Data extract —
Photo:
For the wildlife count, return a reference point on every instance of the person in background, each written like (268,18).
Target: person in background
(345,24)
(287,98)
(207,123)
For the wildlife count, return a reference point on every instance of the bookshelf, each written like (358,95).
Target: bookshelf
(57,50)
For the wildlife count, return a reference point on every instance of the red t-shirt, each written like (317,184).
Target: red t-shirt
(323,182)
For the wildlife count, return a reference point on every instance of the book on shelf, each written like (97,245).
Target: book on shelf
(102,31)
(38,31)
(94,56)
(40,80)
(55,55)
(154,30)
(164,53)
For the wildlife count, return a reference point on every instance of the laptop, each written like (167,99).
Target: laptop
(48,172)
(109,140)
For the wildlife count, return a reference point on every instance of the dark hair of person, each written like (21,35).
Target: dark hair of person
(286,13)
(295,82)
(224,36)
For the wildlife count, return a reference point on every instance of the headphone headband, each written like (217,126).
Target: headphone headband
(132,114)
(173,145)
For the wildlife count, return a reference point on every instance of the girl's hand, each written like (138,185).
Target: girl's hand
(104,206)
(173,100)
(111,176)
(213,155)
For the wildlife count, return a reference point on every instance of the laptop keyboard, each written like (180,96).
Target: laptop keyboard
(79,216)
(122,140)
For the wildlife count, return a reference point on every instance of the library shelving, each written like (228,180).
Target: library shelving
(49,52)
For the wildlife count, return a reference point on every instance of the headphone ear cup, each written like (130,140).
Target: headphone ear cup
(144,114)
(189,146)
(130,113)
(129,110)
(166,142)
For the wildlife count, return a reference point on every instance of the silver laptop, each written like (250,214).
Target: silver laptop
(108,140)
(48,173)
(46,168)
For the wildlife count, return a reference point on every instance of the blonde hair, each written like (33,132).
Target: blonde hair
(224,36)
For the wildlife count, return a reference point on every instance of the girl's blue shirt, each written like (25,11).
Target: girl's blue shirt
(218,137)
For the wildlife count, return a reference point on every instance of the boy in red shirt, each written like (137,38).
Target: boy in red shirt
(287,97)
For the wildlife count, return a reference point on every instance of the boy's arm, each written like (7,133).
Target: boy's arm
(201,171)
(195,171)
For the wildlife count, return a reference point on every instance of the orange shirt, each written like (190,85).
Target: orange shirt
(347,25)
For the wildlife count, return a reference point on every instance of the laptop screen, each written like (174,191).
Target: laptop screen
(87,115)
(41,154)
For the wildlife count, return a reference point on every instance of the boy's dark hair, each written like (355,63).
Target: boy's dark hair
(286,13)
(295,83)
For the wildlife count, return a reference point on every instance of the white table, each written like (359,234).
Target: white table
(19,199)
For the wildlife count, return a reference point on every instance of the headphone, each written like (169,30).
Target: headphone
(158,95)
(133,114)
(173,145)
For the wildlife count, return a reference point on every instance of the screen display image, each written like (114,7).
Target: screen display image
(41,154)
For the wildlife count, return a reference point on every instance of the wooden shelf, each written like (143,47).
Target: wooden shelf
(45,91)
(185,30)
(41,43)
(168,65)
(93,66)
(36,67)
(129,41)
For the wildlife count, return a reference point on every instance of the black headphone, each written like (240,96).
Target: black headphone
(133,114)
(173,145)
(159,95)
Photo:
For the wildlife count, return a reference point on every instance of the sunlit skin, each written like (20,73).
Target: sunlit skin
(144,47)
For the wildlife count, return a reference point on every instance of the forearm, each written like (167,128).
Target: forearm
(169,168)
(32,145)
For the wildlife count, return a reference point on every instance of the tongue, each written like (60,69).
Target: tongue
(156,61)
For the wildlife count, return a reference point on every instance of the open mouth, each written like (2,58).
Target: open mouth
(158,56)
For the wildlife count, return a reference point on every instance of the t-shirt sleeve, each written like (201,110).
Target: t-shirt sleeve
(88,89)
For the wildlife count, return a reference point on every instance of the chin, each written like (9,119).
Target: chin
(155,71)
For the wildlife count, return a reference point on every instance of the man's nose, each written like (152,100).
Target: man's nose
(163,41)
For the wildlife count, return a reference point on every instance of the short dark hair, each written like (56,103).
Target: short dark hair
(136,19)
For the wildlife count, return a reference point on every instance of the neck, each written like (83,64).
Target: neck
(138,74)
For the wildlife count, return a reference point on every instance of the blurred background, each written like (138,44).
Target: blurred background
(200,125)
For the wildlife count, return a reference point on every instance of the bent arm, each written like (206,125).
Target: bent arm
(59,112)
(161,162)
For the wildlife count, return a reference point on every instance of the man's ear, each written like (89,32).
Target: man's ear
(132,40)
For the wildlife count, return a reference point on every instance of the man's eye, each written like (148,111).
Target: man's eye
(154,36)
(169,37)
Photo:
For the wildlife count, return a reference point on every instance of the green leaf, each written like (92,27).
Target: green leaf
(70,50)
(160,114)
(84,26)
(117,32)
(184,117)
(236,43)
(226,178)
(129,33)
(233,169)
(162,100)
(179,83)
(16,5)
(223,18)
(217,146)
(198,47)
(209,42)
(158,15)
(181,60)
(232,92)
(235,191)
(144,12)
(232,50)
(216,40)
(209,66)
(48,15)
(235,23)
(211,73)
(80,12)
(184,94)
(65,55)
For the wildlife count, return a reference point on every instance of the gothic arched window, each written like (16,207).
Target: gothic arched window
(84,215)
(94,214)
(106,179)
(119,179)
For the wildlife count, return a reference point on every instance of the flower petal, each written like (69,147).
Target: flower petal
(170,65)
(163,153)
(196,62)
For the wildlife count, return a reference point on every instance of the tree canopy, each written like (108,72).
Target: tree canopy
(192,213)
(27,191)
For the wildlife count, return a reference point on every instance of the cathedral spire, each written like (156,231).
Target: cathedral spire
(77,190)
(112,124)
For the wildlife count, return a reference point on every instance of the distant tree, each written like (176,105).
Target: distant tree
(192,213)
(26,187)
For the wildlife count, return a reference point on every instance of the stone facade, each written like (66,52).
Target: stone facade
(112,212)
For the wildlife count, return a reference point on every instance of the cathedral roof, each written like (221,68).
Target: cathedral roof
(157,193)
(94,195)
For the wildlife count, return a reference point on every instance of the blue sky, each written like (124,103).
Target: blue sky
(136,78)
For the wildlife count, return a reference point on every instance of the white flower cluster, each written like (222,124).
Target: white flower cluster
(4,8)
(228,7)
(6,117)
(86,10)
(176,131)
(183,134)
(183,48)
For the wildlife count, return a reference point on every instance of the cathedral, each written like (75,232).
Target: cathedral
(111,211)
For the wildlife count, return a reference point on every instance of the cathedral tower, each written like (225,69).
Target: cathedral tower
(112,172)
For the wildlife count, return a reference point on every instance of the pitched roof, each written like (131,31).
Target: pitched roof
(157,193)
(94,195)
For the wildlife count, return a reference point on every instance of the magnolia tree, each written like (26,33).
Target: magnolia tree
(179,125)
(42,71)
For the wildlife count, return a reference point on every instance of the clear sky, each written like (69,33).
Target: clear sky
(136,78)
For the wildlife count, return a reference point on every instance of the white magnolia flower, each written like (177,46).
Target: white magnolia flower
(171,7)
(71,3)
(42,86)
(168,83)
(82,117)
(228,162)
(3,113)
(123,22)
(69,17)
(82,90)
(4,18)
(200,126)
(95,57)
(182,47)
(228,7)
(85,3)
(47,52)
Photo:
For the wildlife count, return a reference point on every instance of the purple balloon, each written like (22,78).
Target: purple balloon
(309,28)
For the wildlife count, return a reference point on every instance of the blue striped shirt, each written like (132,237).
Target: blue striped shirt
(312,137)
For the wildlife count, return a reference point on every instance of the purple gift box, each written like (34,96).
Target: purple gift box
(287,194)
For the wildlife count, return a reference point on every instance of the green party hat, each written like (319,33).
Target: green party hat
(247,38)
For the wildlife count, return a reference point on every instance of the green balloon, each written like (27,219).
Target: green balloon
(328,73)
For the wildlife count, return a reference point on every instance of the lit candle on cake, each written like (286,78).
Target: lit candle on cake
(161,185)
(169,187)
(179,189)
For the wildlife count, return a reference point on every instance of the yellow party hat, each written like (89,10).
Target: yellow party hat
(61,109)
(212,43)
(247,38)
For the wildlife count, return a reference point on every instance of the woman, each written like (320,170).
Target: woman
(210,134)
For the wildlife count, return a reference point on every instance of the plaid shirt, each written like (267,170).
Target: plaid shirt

Work task — In the entries above, how many lines hold the word "plaid"? State the number and nothing else.

Output below — 2